● STATED GOAL
Scale the stretch of records from the line containing "Batch job #47 — class: man" through the line containing "99;55;207;205", reproducing every line, requests included. Multiply each box coordinate in the answers by 1.3 and round to whole numbers, with halves rounded up.
··· ENTRIES SHOWN
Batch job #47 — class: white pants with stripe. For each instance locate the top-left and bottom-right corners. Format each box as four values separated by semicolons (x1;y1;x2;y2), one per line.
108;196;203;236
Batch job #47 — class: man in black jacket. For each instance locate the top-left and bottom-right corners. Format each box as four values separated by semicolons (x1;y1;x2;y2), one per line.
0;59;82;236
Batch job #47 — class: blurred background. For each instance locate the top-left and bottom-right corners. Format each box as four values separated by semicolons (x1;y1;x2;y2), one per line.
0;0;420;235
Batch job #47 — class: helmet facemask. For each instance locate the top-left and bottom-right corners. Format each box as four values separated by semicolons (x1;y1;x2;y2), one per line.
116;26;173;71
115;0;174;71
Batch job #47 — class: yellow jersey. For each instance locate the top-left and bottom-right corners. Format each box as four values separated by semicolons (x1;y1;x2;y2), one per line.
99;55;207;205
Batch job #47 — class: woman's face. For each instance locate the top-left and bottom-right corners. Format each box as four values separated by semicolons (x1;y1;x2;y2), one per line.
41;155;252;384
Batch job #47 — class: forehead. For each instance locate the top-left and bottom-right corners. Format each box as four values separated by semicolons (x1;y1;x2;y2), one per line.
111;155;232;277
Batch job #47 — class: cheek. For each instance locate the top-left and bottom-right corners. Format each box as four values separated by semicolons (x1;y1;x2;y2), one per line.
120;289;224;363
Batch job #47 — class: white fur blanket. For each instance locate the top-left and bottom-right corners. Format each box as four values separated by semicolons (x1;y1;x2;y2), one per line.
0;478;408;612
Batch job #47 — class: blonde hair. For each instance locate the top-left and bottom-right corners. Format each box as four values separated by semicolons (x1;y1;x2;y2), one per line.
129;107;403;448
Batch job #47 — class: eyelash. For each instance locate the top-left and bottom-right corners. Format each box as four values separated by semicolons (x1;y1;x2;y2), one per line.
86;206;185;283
······
● EXPECTED ANSWER
Batch job #47 — class: man in black jacket. For each instance locate the top-left and bottom-right corners. Format each box as four values separated by semicolons (x1;y1;x2;y2), one per line.
0;77;107;307
Batch job #47 — class: blurred background. For each instance locate the top-left and bottom-right corners. Format each box as four values separated by semicolons (x1;y1;x2;y2), one per line.
0;0;546;306
Batch job #47 — class: helmet facemask. For each instance locate the top-left and bottom-right corners. Format each box as four values separated by semicolons (x1;y1;x2;y2), one per line.
151;34;225;92
150;0;226;92
Batch job #47 — class: yellow jersey. For each instance locate the top-left and bottom-right corners. Format each box as four values separated by semicolons (x1;y1;x2;y2), one per line.
129;72;269;267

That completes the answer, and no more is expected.